Transitioning a closely held business through a succession plan is often a once-in-a-lifetime event for business owners. They’re passing along what is typically their largest asset to a family member, an outside party or key employees, so there’s a lot to consider.
“It’s not just a financial transition,” says Tom Harrison, President and CEO of Corrigan Krause. “It’s the transition of the whole venture — leadership, talent, technology, culture, vendors and customers.”
While it’s a process that, ideally, should start when the business launches, there are strategies to maximize value that can be implemented much later in the company’s lifecycle.
Smart Business spoke with Harrison about succession planning for business owners.
What are some of the options when it comes to transitioning?
An owner can transition their business to a family member or an outside party, such as a strategic or financial buyer. Another transitional possibility is utilizing the Employee Stock Ownership Plan (ESOP).
The best transition option isn’t necessarily the one that returns the highest dollar amount to the owner. Owners need to determine for themselves what success is. That could mean finding a deal that takes care of their employees rather than maximizes the financial return to the owner.
How can owners maximize value?
The value of a business has a lot to do with what produces the most revenue for it, but there are other intangible characteristics that can significantly factor in the overall value of a business. The first step for an owner is to identify and quantify that value. Once identified, an owner should protect, build and then harvest that value. While this is a process that’s undertaken throughout a company’s lifecycle, it’s particularly important that these value-adding characteristics are clearly defined and maximized ahead of a transition.
Another important consideration is organizational development. There are essentially four key components of this: human capital, customers, entity structure and culture.
Human capital is the talent a company has on staff. It’s important for an owner to be sure they have the right team in place.

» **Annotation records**
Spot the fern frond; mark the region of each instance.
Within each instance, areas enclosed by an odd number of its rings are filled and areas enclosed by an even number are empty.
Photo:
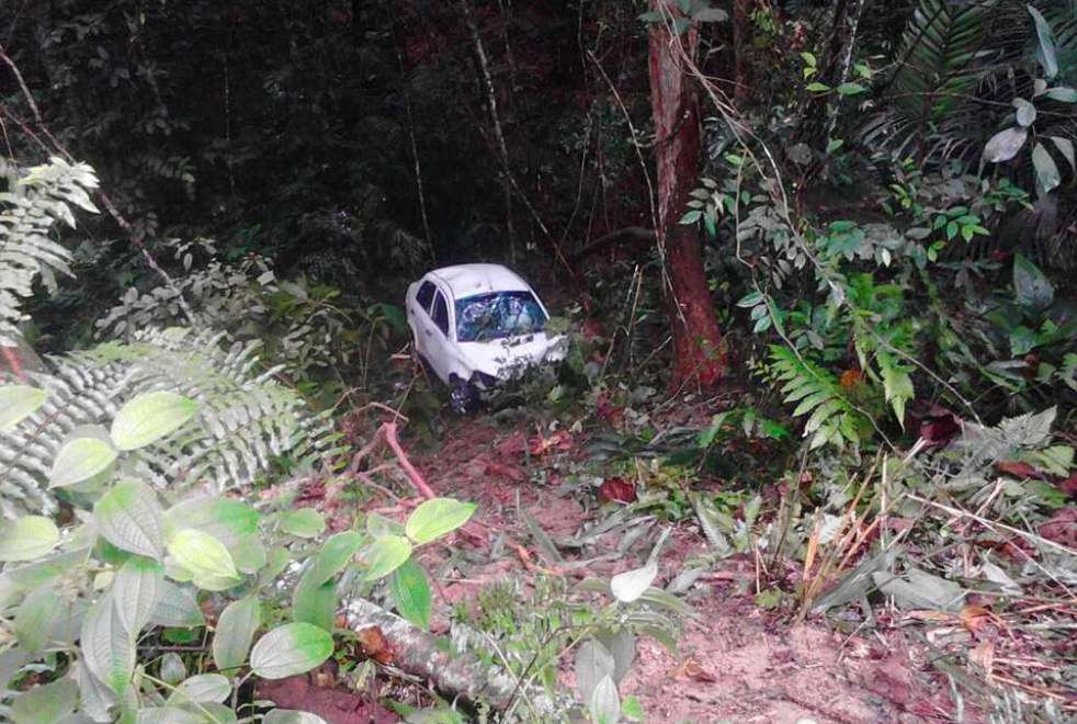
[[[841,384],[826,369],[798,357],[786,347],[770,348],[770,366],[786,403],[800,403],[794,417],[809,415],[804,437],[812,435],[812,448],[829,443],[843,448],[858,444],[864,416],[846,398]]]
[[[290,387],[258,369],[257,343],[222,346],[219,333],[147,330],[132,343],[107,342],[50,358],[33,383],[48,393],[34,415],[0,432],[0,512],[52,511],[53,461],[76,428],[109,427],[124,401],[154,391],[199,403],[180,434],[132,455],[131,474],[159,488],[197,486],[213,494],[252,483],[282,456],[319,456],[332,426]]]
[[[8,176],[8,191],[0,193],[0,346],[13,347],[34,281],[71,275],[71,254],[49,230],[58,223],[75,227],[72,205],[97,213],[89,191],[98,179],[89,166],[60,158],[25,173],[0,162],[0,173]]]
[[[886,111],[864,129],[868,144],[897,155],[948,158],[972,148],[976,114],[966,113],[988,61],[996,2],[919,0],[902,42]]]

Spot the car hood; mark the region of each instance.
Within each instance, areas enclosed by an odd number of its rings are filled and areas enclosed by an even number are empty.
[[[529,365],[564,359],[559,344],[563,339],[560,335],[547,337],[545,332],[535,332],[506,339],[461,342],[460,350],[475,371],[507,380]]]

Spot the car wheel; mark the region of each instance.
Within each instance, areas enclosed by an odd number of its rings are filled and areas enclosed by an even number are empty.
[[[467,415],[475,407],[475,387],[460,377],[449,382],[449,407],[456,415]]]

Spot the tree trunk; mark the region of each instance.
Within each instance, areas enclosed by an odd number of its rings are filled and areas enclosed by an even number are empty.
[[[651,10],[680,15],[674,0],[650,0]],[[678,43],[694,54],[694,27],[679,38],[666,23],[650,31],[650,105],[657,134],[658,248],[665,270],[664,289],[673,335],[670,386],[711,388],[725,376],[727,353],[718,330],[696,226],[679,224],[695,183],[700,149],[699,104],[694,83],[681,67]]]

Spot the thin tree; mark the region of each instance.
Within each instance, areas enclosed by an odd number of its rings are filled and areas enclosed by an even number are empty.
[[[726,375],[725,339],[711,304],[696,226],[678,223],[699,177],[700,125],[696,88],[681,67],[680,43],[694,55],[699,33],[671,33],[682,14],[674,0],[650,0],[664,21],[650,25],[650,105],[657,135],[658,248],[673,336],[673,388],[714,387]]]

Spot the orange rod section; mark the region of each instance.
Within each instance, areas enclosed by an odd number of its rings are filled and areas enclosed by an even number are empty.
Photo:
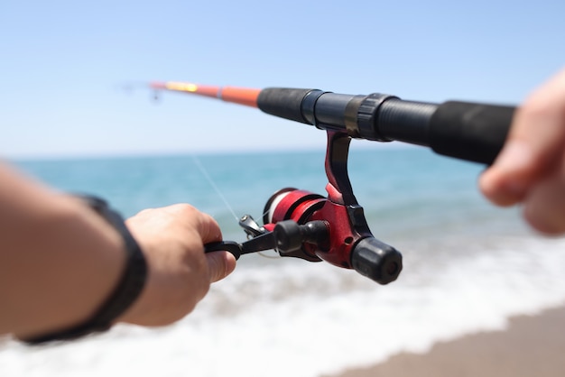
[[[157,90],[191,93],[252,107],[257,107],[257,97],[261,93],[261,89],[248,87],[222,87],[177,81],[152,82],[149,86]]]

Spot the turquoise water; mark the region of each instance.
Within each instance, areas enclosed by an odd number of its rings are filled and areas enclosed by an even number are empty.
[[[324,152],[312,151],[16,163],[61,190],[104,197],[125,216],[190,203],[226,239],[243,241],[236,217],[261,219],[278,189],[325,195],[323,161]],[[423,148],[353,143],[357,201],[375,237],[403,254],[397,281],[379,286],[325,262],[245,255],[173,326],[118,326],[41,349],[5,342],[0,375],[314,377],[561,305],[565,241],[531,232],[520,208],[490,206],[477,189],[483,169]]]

...

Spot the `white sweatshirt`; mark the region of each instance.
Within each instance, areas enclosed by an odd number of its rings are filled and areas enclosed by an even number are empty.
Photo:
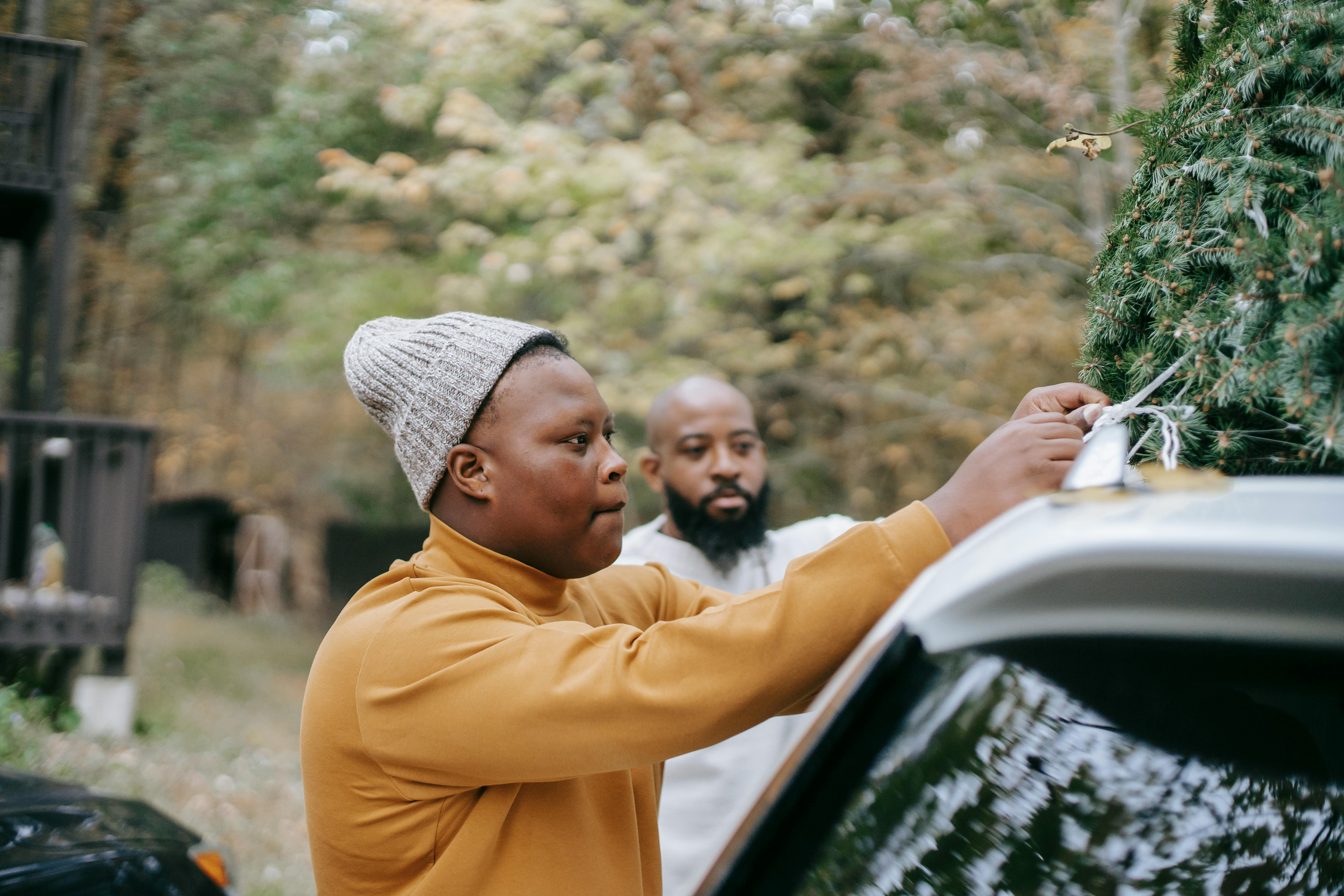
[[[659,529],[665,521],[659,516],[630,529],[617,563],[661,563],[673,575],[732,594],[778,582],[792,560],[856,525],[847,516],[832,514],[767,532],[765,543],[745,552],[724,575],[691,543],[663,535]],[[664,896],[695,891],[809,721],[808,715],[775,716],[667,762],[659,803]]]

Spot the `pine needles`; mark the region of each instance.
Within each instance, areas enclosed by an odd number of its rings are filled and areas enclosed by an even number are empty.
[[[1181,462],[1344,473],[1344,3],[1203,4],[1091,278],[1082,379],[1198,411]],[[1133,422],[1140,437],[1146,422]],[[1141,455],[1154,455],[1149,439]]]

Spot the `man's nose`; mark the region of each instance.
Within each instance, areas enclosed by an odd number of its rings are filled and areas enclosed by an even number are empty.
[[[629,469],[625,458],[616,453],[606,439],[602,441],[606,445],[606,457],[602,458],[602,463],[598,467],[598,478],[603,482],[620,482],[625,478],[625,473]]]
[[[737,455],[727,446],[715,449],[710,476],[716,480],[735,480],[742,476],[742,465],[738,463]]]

» **GIVEN PROBLEM A**
What four key components of organizational development does the succession planning text list?
» **GIVEN PROBLEM B**
Continue the succession planning text from its final sentence.

» **OUTPUT A**
Human capital, customers, entity structure and culture.

» **OUTPUT B**
Customers are an important component. A business should align with clients and customers that value its services or products.
The company’s entity structure should align with its hierarchy of people, and its legal structure should be set up properly.
Lastly, a company should have a high-quality, high-performing culture that understands and works toward achieving the company’s mission.
Business owners should also make sure all their contracts and agreements are in order. The typical agreements needed for a business succession plan are: operating agreements, buy-sell agreements, employment agreements, non-compete agreements, lease agreements, loan documents and vendor agreements. Together, these documents comprise a company’s backroom. Outside potential buyers will want to see that all of these internal documents are in order. If they are, it adds additional credibility to the seller.
Owners should confirm there are no issues within their legal documents that could cause problems in a transition. For example, a poorly written outside vendor contract could put a kink in a deal, cause delays or, in extreme cases, make the potential sale of the company invalid.
Still, despite thorough planning, there are events outside an owner’s control that can derail a succession plan, such as the decline in the health of the stakeholders or an economic downturn. Having alternative plans can mitigate the risks that stem from such events.
Who can help owners with a transition?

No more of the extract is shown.